**Instructions to follow:**
From the entries below, please gather each line containing the string "query".

═══ Extracted entries

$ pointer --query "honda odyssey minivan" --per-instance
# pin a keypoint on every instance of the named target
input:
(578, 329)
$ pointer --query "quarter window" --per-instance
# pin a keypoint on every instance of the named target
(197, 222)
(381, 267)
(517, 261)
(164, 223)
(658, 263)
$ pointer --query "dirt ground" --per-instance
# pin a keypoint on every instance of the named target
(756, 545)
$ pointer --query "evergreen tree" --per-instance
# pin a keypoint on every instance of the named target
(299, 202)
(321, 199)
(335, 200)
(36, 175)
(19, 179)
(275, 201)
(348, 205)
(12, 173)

══════
═══ Extracted entries

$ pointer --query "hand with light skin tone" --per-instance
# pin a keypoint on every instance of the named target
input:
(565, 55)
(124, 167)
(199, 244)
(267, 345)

══════

**Completed task:**
$ pointer --query "honda odyssey minivan" --per-instance
$ pointer --query "quarter window" --per-instance
$ pointer --query "dirt ground" --per-instance
$ pointer --query "evergreen tree" --per-instance
$ pointer --query "hand with light skin tone" --per-instance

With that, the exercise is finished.